Domestic consumption is badly wounded by twin bear markets in housing and stocks. And it won’t witness a resurgence in spending vis-à-vis higher taxation – that’s for sure.
The United States is heading down the wrong path.
ETF Boom!
Like gold, silver’s fate now lies in the hands of the individual investor and institutions.
The advent of gold and silver exchange-traded-funds (ETFs) over the last decade has resulted in a massive consumption boom as these funds lunge after physical supplies.
Silver industrial demand has historically closely tied to the global economic cycle. But industrial demand has now taken a back seat to ETFs. Provided ETFs continue to command a larger percentage of total available supplies in the silver market, spot prices will continue to rise.
I also suspect most money managers, including pension funds, have yet to allocate meaningful positions to silver. And as prices bust through the next resistance level of $21 an ounce, this will change – and rather quickly.
Silver Approaching Net Deficit
According to financial markets analyst Robert Palmer, silver production is not expected to grow in 2010.
CPM, a consultancy firm, states that 12 billion ounces of silver existed in 1900.
In 2008 only 680.9 million ounces existed.

- _Requirement_: Carry on the commentary on silver prices and ETFs from its last sentence.

- _Data excerpts_:
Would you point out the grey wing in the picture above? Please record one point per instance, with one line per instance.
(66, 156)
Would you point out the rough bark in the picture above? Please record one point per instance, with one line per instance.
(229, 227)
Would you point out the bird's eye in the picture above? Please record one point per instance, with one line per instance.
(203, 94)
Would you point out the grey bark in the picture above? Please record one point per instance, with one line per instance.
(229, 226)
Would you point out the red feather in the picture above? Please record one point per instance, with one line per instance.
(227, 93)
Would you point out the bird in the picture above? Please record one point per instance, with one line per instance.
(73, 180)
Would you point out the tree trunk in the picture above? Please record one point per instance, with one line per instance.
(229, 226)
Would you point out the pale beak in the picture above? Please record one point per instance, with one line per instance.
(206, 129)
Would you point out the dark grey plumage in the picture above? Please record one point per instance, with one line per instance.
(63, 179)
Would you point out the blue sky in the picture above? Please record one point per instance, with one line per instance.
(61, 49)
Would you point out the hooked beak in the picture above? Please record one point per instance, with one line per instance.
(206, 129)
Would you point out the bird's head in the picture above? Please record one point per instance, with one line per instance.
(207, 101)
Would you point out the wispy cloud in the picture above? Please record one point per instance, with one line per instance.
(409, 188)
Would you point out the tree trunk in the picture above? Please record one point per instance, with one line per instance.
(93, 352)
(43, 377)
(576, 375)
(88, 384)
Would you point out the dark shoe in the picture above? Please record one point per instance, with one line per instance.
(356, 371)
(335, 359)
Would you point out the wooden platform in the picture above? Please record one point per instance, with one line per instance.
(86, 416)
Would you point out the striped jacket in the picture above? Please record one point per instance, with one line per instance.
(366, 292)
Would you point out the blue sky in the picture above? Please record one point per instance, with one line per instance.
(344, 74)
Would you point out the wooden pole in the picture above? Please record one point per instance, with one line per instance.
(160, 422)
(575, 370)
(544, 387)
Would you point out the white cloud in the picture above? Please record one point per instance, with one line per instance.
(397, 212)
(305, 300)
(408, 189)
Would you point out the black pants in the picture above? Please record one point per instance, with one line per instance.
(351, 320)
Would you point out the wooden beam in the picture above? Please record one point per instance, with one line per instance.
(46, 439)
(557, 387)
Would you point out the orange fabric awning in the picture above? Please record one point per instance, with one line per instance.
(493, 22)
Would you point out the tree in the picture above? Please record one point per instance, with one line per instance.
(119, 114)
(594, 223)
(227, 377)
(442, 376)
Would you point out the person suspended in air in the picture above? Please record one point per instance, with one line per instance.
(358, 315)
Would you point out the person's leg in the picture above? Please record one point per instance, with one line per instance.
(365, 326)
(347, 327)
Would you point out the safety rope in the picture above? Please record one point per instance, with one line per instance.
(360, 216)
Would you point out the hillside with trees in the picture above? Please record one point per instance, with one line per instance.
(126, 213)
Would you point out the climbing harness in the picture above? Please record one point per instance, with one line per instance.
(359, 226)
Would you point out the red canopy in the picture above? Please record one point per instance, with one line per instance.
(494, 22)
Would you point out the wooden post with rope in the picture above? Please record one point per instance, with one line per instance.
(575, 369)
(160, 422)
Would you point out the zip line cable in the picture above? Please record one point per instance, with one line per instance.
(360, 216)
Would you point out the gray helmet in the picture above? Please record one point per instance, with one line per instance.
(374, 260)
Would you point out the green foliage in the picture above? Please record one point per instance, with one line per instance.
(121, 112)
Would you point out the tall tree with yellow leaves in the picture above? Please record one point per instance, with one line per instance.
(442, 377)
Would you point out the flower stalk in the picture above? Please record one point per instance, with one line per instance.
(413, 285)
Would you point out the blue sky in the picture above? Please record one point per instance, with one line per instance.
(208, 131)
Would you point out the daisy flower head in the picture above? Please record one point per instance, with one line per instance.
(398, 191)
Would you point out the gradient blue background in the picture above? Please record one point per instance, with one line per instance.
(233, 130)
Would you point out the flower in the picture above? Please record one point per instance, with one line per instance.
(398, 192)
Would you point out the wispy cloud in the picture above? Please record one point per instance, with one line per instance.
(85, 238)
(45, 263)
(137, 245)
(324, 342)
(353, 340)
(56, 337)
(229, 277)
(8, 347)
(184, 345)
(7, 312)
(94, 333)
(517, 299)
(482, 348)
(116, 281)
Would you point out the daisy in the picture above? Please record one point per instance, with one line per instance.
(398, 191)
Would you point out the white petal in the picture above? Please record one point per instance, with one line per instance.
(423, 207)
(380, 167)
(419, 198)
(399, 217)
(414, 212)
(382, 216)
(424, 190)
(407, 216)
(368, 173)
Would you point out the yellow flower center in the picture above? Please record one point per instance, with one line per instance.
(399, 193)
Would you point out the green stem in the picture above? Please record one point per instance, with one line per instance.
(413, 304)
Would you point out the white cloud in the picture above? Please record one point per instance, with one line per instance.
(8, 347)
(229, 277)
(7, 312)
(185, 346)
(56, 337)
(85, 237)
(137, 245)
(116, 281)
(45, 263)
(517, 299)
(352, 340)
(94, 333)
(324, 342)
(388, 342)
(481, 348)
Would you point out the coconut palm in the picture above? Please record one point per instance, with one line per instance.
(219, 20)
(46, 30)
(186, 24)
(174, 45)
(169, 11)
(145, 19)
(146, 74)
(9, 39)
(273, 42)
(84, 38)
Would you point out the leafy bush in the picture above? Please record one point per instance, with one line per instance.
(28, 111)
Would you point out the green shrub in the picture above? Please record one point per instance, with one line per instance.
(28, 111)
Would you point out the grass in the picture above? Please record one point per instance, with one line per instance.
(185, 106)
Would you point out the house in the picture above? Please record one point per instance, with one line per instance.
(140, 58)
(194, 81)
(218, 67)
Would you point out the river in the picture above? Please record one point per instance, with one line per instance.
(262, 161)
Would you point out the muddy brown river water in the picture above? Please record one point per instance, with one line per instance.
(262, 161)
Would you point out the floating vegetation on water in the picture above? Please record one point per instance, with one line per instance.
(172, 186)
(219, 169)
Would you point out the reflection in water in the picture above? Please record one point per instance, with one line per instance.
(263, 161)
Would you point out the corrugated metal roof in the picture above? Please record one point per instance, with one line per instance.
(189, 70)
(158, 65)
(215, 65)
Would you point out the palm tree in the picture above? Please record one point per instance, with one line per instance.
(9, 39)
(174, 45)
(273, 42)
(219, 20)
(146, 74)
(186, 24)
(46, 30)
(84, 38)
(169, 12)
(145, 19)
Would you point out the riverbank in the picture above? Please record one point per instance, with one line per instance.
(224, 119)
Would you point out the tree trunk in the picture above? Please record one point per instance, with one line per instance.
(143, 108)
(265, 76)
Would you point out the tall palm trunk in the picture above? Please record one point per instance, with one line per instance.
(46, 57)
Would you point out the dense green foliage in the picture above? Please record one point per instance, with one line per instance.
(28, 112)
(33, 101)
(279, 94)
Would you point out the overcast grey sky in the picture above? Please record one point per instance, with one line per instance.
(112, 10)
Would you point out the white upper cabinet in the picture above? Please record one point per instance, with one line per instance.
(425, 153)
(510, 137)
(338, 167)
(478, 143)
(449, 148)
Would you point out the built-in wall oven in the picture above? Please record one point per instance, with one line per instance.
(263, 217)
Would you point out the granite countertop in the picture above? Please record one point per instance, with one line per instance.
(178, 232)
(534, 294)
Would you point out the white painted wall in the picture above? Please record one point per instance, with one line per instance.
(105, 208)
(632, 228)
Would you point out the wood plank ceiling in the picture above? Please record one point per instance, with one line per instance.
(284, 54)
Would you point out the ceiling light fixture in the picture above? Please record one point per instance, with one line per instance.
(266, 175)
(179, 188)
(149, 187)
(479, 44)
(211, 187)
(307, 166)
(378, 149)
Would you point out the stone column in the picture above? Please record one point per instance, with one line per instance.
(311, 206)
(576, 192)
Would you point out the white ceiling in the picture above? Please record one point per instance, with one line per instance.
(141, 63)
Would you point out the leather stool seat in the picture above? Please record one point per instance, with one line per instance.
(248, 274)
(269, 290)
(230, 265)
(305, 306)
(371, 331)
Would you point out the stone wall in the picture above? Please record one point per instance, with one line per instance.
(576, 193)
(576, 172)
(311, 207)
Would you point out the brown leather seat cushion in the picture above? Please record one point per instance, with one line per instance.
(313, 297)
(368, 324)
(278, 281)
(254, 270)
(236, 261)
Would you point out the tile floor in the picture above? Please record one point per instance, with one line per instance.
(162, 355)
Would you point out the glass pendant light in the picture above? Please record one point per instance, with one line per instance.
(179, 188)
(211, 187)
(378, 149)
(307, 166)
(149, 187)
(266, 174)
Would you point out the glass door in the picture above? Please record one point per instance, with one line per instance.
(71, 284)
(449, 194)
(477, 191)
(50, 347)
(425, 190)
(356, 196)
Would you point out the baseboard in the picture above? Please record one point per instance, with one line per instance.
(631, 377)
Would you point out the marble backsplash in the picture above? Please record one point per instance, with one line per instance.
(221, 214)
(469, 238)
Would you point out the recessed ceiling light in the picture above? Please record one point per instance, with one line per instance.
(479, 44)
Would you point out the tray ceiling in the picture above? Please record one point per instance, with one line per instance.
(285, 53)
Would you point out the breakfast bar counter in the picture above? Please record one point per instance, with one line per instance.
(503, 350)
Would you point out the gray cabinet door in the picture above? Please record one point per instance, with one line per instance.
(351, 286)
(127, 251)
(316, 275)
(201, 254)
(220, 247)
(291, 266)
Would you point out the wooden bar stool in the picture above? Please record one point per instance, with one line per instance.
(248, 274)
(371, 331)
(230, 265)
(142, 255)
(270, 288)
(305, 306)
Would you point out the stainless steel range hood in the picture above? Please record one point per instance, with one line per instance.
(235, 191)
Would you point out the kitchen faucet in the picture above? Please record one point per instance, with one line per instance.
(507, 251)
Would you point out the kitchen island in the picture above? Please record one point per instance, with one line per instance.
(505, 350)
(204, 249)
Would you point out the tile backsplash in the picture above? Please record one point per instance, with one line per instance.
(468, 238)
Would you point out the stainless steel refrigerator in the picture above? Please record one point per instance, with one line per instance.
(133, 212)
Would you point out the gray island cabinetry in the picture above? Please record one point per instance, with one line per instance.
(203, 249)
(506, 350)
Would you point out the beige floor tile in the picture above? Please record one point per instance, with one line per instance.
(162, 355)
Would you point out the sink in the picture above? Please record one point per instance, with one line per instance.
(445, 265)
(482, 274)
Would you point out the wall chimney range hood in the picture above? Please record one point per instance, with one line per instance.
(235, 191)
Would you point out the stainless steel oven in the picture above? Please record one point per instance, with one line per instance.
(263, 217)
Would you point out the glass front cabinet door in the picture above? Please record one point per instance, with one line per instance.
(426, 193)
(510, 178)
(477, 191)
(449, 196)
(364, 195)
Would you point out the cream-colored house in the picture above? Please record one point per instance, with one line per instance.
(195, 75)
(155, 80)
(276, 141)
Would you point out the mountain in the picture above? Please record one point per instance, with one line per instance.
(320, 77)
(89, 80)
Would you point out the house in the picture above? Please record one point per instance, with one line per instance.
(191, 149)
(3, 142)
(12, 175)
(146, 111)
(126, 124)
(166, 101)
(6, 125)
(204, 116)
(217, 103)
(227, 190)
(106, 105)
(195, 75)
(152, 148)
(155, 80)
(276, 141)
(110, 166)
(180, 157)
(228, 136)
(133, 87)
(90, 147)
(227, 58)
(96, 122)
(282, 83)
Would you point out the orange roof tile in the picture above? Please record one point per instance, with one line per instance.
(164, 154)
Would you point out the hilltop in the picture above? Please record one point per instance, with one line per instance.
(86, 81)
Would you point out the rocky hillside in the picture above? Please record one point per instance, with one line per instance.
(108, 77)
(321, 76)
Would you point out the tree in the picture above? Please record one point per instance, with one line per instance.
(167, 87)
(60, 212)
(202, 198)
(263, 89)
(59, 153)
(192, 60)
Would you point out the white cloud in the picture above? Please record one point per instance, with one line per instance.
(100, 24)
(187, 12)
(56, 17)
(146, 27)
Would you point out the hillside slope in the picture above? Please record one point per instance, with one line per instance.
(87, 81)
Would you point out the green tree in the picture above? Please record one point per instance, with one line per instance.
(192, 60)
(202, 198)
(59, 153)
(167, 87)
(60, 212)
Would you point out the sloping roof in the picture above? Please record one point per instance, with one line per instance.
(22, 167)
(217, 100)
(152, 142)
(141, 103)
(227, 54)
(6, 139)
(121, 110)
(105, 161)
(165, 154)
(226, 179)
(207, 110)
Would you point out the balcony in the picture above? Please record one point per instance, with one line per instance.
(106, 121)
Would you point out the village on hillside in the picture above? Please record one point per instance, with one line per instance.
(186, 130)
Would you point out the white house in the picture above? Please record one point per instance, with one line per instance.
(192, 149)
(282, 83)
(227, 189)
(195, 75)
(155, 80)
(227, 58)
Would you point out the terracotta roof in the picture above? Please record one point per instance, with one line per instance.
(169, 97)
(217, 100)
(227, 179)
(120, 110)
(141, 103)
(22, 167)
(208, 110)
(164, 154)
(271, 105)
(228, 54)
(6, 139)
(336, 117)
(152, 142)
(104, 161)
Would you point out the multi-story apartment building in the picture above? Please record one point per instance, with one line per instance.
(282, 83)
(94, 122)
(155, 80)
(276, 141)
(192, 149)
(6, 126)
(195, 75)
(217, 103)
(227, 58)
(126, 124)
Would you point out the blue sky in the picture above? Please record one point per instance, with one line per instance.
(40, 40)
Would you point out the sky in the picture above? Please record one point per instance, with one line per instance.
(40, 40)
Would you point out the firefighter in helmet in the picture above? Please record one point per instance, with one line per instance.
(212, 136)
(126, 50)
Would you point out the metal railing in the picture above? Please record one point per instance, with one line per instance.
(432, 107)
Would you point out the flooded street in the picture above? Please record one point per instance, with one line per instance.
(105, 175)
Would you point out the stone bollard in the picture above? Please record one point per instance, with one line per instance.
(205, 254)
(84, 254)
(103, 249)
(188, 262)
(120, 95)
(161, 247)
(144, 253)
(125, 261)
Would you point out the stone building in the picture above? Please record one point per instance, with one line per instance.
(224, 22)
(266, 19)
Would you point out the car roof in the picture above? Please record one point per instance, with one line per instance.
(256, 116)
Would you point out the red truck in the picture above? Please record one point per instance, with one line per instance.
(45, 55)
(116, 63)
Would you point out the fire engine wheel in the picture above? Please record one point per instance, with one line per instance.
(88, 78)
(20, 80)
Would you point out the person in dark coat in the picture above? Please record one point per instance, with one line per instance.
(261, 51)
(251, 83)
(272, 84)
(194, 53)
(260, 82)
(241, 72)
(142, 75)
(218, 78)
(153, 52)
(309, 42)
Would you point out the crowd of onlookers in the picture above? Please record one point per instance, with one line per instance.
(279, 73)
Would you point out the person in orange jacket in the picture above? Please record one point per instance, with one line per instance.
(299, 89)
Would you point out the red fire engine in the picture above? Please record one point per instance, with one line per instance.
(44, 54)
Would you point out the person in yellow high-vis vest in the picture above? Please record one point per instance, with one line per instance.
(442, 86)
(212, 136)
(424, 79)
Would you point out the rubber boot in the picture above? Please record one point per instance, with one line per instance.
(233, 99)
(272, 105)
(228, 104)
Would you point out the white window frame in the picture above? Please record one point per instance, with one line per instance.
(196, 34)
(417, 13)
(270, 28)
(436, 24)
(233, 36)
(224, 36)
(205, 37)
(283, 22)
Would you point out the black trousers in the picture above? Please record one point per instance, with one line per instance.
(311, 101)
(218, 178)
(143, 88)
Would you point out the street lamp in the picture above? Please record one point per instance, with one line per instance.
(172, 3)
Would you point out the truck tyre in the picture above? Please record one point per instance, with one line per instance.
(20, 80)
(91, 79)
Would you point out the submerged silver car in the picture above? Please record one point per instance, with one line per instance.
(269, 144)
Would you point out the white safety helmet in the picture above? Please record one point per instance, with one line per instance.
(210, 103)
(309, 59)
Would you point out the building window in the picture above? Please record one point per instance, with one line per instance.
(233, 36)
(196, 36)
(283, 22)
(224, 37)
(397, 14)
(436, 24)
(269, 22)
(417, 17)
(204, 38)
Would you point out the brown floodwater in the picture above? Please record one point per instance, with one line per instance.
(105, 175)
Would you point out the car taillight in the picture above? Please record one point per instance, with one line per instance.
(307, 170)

- _Answer to the task_:
That’s a 94% drop in the above-ground supply!
And in 2010, it’s about 300 million ounces.
Once the world’s refined silver has been consumed by industry, it’s gone. And it’s gone forever.
More than 95% of all the silver ever mined has already been consumed by industrial use.
Fed Caught in a Corner
The Federal Reserve has short-term rates at 0% and U.S. inflation data through June sits at +1.1%.
That leaves us with a negative inflation-adjusted interest rate. So the opportunity cost of holding silver is about the same as it is to holding crummy dollars – nothing.
Silver pays me nothing, but the same is true of the dollar. Historically, every time inflation-adjusted rates have traded at 2% or less, gold and silver prices have enjoyed strong gains.
If interest rates stay low the Bernanke Fed won’t be in a rush to hike monetary policy. And the evidence suggests rates will stay low due to a softening economy again this summer coupled with ongoing European credit fears. Also a plus: High unemployment won’t force the Fed’s hand; the Fed has never raised interest rates amid rising unemployment.
Silver’s high in this rally was $20.78 an ounce in March 2008. We should hit that level and violate resistance before the year is over. Possibly during the first quarter in 2011.
Silver’s inflation-adjusted price since 1980 is $128 an ounce. And it’s quite possible we’ll reach half that threshold before this bull is laid to rest.
I would use every correction as an opportunity to accumulate silver.
Investors should concentrate their silver investments in physical bullion, mostly in coins. This includes the Canadian Maple Leaf and U.S. Silver Eagles. I’d also complement this asset class allocation with a few large-cap silver mining companies like Silver-Wheaton (NYSE-SLW) and Fresnillo (London SE-FRES.L).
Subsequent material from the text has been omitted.